- Page -
Torah
"G-d looked into the Torah and created the world."
Torah is the life force that sustains existence. It is the structure and force of being. It is the laws of physics imagined long before they were formulated by Einstein and Newton. Torah is subatomic harmonics, gravity and the speed of light. It is the great energy field guiding the universe and our lives, what the Asians call the Tao. It is the pulse of the quasars and of our hearts.
The Torah directs all worlds, governs the laws and form of energy and mass in the physical universe. The Torah is the template and foundation of all the worlds, a blueprint for existence, so to speak. The Torah is the truth and essence of all levels of creation, spiritual as well as physical.
That the Torah comes from a place above tzimtzum and creation, from G-d's Essence is demonstrated by our epigram, "G-d looked into the Torah and created the world." That is, G-d looked into the Torah before creating. The rabbis tell us, rather cryptically, that the Torah existed for "2000 years" before the world was created, whatever a "year" was before creation.

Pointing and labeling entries
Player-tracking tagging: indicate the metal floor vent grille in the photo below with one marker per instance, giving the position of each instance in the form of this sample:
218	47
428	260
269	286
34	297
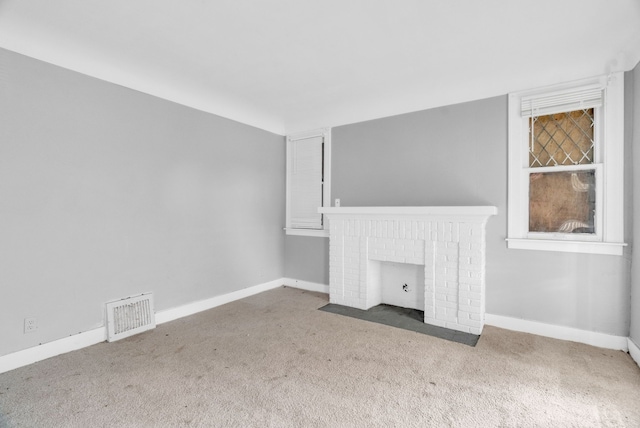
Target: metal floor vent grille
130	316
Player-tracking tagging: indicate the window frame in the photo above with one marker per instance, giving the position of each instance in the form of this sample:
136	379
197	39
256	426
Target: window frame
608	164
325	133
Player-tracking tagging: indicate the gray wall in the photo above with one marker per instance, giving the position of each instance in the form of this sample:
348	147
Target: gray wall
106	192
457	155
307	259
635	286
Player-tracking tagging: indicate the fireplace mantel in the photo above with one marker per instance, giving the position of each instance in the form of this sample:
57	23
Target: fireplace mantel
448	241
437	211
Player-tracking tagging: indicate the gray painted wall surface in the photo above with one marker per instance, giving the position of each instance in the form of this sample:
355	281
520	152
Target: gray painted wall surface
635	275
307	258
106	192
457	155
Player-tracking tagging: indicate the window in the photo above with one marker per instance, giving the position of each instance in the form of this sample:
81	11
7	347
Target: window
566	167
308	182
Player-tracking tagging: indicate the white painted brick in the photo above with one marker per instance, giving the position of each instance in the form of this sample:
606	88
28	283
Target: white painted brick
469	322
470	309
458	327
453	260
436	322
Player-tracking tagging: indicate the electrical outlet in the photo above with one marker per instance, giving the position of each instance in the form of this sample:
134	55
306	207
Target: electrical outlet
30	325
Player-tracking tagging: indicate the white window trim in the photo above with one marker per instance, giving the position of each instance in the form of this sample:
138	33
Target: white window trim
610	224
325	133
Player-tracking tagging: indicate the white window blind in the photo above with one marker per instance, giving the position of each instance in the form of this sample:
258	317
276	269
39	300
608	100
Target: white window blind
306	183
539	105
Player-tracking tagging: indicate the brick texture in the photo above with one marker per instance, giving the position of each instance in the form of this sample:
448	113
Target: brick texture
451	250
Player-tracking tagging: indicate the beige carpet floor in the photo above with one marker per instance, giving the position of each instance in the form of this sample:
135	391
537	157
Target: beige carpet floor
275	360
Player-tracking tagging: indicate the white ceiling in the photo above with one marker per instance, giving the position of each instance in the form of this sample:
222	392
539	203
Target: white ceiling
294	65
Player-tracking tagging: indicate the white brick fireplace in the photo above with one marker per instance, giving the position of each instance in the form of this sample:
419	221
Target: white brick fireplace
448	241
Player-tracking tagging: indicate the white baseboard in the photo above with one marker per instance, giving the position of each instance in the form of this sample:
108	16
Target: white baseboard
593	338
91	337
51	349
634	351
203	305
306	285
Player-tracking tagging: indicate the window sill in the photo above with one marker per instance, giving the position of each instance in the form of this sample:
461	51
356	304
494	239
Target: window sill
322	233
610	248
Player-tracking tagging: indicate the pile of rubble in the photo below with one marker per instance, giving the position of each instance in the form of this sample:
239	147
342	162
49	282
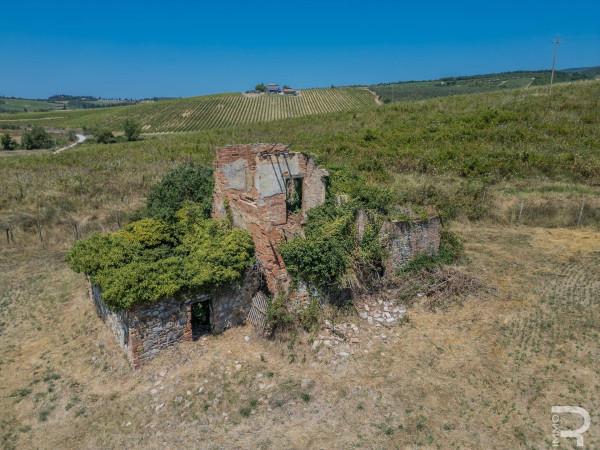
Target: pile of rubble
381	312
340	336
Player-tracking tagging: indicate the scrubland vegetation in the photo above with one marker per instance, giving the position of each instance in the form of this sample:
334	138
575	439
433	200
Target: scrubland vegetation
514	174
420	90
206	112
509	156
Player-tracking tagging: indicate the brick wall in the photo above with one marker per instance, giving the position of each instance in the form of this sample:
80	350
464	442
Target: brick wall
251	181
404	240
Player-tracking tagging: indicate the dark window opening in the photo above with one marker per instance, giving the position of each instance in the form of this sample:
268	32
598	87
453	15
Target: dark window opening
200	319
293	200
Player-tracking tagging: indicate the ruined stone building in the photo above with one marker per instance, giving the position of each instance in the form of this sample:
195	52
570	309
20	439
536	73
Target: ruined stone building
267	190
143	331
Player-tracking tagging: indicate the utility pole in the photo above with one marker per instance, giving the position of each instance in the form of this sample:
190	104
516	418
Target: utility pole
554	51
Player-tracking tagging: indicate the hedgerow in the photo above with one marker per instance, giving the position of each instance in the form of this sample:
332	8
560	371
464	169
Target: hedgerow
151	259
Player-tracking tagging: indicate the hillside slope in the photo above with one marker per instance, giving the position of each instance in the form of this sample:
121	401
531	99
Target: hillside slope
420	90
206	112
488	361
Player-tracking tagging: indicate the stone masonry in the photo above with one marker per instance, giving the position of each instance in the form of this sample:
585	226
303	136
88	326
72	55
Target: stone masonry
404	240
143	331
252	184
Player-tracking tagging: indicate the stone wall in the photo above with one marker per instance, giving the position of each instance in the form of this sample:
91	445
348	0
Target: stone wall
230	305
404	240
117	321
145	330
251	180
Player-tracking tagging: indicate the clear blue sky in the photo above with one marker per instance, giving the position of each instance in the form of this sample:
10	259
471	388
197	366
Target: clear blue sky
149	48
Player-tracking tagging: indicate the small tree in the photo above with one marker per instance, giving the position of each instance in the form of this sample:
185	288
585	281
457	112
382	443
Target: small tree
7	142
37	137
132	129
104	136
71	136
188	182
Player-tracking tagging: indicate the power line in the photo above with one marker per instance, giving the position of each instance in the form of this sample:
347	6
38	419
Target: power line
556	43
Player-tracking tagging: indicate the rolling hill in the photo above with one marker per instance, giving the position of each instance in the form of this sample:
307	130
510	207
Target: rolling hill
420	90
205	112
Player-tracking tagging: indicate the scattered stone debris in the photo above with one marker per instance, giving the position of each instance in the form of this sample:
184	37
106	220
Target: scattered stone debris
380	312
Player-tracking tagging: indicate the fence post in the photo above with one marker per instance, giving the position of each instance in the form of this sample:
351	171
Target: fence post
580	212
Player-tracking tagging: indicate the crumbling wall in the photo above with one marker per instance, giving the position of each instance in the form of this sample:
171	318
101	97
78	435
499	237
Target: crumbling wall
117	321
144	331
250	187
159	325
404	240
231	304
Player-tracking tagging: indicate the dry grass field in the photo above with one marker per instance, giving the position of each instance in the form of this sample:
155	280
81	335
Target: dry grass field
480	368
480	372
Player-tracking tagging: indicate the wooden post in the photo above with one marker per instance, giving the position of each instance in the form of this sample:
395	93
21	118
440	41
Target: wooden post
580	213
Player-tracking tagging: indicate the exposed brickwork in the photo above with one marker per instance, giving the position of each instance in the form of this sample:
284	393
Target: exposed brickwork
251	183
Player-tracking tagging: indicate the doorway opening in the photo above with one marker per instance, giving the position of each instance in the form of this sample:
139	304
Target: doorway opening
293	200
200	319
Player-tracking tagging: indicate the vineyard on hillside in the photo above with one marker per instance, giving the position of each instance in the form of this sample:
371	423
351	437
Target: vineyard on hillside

- Written tasks -
(1) In the page on the Torah, what name do the Asians give to the great energy field guiding the universe?
(2) Write the next part of the page on the Torah, picking up after its final sentence.

- Expected responses -
(1) The Tao.

(2)
This heavenly Torah manifests for our human understanding in the sacred writings of the Jews, the "Torah" as the word is more commonly used. This "earthly" Torah consists of the Written Torah (the Five Books of Moses, the Prophets and the Writings) and the Oral Torah, so called because it was originally transmitted orally (the Talmud and Mishnah.) The rabbis inform us that these sacred writings are but a single face of the Torah and that even this single face has 600,000 interpretations. These statements underscore our assertion that the Torah is the backbone of all dimensions and worlds, physical and spiritual.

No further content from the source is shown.